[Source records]
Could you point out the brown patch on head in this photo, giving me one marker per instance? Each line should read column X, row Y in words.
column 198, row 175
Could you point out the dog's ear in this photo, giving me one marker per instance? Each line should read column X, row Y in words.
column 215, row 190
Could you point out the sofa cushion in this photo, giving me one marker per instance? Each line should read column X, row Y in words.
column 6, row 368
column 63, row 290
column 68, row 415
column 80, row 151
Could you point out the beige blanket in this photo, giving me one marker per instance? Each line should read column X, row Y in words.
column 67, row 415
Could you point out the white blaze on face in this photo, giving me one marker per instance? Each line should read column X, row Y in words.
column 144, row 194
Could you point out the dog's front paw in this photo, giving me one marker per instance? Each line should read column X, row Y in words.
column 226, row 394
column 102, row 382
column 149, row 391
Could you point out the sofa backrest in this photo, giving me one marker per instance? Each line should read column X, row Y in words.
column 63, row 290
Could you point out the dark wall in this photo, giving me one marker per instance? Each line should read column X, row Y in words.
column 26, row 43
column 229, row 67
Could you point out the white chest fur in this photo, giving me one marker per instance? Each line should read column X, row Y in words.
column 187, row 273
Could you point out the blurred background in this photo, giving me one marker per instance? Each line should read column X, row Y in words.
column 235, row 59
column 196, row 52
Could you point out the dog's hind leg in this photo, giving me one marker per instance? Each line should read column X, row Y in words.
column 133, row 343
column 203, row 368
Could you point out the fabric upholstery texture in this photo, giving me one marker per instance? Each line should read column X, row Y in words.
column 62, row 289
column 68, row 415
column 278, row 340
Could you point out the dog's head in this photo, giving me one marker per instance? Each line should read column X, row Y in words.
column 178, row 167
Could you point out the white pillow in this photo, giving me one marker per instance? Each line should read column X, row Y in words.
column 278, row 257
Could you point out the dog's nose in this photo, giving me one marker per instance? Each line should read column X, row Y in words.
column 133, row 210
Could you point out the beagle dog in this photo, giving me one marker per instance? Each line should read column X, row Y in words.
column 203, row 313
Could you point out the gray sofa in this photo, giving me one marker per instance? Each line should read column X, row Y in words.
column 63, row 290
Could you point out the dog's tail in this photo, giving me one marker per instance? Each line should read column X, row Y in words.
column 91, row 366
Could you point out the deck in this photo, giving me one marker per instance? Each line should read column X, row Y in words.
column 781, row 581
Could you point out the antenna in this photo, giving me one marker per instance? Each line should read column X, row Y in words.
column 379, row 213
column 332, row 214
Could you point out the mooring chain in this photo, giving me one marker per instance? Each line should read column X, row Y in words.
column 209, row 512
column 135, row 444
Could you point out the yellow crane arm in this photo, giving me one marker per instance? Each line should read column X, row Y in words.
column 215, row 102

Exercise goal: Print nothing but the lines from the line with "Could you point out the yellow" to the last line of the records above. Both of those lines count.

Finished exercise:
Could you point out the yellow crane arm in this photo, giving me one marker per instance? Each line should read column X, row Y in words.
column 215, row 102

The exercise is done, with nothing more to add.